===== DATA FOR PROCESSING

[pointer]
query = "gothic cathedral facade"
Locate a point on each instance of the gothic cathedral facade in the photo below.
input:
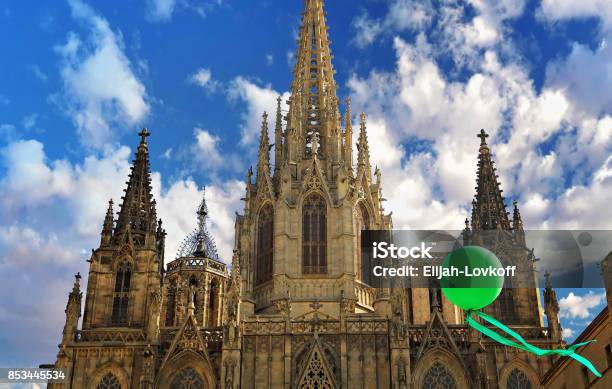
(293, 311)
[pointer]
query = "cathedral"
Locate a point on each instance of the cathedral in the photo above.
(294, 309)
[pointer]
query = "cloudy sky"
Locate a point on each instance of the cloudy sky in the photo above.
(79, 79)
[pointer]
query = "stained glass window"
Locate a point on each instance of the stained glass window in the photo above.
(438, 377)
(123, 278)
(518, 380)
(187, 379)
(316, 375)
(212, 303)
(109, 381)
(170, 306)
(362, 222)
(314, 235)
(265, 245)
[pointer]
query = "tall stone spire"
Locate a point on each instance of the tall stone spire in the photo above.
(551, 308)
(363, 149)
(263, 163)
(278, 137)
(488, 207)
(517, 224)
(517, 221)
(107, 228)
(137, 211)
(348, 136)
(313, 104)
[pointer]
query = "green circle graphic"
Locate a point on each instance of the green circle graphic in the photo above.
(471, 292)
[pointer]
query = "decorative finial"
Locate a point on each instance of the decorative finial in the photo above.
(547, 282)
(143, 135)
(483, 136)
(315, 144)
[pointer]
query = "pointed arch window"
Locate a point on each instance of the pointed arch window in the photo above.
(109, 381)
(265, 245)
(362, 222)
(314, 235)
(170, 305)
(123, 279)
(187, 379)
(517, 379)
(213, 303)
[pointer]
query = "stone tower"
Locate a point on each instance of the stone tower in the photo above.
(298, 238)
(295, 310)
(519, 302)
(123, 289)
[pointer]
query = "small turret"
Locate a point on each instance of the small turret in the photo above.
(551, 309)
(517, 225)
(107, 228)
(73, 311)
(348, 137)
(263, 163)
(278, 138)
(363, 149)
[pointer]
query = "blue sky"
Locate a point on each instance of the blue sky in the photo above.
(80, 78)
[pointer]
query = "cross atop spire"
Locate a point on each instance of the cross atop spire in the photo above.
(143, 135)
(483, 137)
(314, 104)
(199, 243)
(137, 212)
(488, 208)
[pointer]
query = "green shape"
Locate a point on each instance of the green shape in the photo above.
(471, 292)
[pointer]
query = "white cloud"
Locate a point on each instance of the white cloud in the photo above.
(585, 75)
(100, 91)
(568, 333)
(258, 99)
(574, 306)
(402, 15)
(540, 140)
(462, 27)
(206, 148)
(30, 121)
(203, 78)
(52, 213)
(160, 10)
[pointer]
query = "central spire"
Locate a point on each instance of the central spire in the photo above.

==========
===== DATA FOR PROCESSING

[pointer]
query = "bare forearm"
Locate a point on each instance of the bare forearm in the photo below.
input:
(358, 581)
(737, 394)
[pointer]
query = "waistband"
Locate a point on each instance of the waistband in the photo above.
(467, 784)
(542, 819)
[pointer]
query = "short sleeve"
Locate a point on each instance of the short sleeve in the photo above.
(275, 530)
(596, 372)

==========
===== DATA FOR PROCESSING

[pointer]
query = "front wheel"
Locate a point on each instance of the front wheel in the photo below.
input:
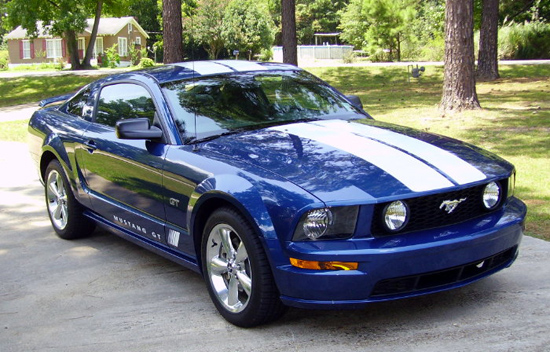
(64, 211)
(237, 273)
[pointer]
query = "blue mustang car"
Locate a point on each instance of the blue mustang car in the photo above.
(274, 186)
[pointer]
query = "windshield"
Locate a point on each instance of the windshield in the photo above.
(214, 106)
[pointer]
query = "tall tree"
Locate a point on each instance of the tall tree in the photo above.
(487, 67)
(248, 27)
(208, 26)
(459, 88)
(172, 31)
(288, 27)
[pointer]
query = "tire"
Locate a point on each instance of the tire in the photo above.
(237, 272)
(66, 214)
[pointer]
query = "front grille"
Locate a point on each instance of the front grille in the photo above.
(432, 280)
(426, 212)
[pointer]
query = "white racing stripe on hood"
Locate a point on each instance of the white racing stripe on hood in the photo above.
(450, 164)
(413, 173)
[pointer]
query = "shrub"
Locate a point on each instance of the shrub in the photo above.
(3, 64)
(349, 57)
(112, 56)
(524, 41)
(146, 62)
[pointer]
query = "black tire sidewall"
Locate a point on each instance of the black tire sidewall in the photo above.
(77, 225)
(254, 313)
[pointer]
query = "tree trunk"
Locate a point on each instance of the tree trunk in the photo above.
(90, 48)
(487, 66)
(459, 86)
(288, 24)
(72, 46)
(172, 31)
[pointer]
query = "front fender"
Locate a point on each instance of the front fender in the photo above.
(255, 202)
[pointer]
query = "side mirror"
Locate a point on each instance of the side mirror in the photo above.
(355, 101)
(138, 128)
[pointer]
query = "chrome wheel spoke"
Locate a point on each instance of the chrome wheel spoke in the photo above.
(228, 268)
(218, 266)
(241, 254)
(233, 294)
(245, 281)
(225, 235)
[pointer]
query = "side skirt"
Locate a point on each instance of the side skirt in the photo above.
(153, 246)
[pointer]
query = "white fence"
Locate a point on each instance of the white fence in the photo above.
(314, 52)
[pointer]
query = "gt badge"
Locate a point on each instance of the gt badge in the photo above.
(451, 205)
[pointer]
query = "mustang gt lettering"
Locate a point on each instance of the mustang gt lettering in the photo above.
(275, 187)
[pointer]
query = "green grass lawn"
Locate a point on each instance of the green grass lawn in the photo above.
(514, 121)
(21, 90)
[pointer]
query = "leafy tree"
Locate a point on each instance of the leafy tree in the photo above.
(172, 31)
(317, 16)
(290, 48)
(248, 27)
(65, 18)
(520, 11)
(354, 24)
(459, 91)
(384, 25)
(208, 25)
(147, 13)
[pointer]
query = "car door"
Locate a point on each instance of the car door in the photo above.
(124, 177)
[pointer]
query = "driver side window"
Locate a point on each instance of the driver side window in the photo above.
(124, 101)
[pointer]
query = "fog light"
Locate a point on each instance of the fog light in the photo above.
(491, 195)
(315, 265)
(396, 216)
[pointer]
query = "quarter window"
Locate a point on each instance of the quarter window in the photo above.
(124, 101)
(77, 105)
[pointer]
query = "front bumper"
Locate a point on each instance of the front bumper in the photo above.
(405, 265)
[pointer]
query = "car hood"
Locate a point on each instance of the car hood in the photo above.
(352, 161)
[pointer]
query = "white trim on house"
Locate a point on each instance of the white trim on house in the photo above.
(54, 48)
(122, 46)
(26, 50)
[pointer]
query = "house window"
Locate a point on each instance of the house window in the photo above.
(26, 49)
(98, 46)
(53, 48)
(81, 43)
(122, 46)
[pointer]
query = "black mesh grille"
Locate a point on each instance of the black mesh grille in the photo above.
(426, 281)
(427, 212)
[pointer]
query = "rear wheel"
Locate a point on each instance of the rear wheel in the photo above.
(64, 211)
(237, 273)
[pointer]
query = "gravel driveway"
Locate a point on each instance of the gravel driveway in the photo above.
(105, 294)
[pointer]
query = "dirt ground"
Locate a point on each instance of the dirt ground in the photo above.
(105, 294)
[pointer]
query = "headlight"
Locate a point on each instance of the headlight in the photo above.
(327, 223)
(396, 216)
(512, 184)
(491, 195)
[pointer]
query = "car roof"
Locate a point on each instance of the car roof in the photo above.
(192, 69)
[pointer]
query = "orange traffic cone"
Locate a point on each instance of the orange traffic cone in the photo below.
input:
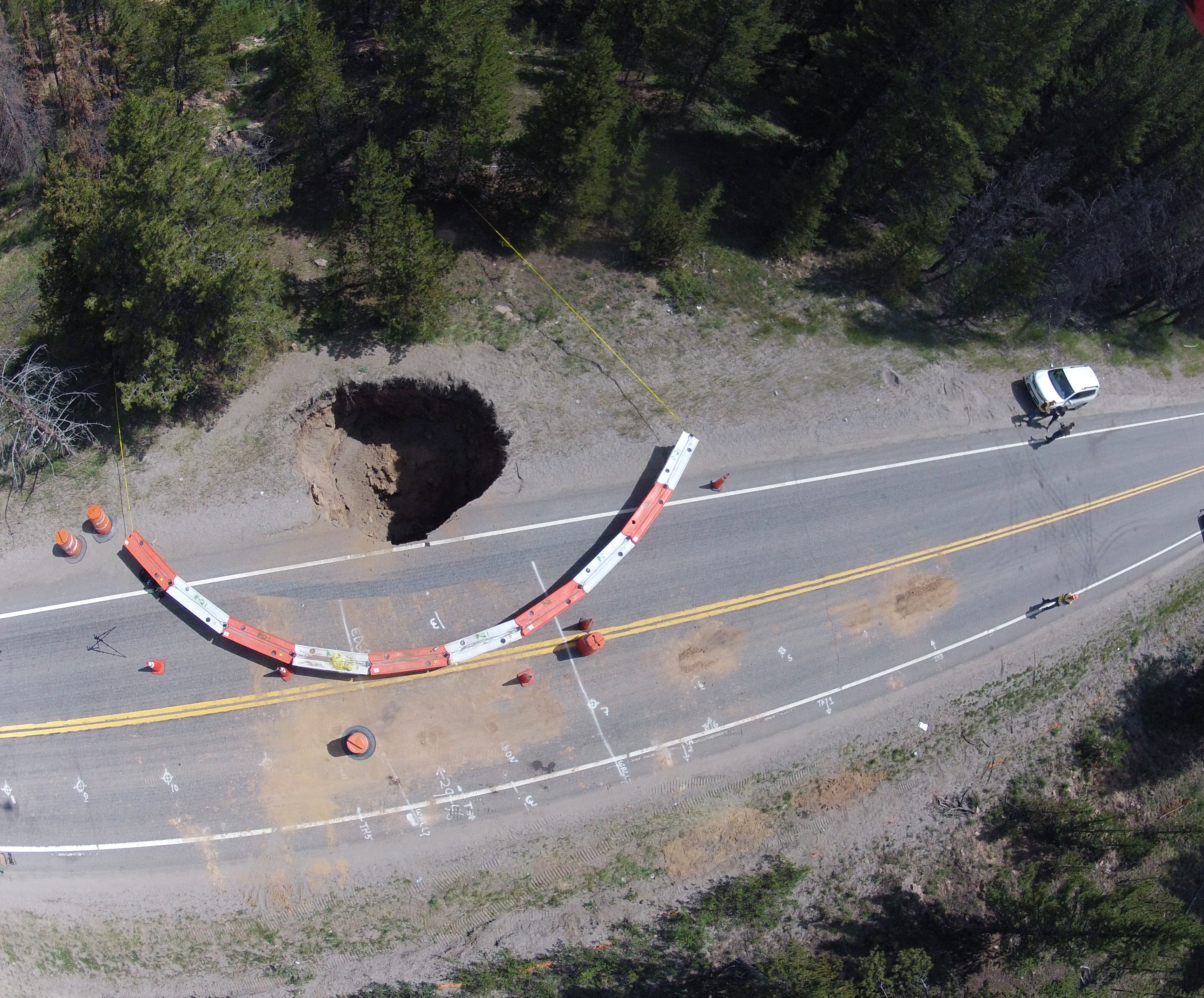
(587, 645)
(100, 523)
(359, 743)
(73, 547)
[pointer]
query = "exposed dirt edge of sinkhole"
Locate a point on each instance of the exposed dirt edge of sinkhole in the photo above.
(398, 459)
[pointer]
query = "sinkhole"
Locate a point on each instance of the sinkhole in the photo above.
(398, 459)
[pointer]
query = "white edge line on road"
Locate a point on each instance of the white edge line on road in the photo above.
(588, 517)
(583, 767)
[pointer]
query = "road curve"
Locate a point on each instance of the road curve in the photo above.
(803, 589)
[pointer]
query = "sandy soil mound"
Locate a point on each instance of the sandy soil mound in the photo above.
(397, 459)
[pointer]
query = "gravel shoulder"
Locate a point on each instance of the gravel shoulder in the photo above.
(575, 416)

==========

Gather every line of the rows above that contains the string "pointed", treating uppercase and lowercase as different.

== SOLUTION FOR THIS TASK ==
query = "pointed arch window"
Locate a point on each instance of the pointed arch window in the photo above.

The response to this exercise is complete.